START Material for this task

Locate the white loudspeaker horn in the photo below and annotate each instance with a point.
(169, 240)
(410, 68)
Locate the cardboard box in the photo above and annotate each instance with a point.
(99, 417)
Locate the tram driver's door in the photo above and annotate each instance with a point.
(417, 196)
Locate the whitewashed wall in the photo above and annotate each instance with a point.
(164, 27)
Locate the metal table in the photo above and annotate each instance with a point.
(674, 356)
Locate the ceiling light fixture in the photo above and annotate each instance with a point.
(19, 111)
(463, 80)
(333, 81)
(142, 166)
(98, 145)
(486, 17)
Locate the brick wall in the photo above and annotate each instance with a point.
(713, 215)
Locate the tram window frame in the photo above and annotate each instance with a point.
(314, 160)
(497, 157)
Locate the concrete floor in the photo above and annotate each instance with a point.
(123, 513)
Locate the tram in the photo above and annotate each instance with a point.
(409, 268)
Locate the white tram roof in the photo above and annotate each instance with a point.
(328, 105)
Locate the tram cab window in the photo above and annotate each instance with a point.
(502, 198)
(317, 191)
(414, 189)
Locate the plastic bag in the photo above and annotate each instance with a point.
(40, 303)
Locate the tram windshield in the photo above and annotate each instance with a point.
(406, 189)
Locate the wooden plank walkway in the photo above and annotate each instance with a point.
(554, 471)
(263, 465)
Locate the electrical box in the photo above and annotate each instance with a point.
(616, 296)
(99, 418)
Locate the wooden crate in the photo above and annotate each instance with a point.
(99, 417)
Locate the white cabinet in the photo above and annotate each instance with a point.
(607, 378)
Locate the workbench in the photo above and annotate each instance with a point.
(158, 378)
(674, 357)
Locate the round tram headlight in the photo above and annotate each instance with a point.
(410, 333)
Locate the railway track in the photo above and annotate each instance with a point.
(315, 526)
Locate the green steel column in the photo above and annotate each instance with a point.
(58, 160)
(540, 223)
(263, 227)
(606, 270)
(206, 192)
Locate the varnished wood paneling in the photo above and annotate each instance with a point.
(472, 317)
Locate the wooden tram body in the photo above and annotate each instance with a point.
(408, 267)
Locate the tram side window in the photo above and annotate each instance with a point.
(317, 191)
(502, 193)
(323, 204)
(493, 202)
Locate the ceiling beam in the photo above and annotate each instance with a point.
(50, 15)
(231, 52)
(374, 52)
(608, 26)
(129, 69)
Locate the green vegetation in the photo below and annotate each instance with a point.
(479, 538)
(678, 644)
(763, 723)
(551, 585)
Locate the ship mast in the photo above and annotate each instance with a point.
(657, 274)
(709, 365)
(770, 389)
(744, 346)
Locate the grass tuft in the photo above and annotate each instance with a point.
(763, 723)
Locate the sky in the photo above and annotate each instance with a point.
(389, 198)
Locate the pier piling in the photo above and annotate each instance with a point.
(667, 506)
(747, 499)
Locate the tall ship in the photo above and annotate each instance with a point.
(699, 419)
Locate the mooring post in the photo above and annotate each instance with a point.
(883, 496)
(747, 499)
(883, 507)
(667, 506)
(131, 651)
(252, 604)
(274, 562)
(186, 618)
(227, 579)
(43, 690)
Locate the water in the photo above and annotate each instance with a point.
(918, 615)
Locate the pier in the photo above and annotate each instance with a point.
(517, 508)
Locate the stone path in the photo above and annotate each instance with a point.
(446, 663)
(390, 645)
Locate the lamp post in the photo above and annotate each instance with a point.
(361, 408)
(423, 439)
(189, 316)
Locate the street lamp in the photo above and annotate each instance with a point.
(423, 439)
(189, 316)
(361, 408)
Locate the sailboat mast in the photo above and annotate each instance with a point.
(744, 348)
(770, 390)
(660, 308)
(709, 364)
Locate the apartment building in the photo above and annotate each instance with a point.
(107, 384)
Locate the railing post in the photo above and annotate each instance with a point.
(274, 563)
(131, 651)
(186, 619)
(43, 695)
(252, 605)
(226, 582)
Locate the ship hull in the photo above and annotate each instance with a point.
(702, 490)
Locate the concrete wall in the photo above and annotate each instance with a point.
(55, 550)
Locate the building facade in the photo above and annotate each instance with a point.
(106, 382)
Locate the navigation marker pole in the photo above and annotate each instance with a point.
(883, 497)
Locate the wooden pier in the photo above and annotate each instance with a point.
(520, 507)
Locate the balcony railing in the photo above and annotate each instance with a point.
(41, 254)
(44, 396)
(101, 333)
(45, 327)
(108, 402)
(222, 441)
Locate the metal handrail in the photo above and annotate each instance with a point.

END Material for this task

◆ Work item:
Output an exact copy of the lines beginning at the one that holds "Locate the navigation" and running through the final line of the records.

◆ Solution for this problem:
Locate the navigation marker pole in the photo above and annotate each instance with a point.
(883, 497)
Locate the wooden pier in the photo above and annotate each instance with a point.
(520, 507)
Locate the balcony railing in the photo above and annotate each instance with a point.
(41, 254)
(44, 396)
(101, 333)
(45, 327)
(108, 402)
(222, 441)
Locate the metal handrail in the photo above and annotate each instance with a point.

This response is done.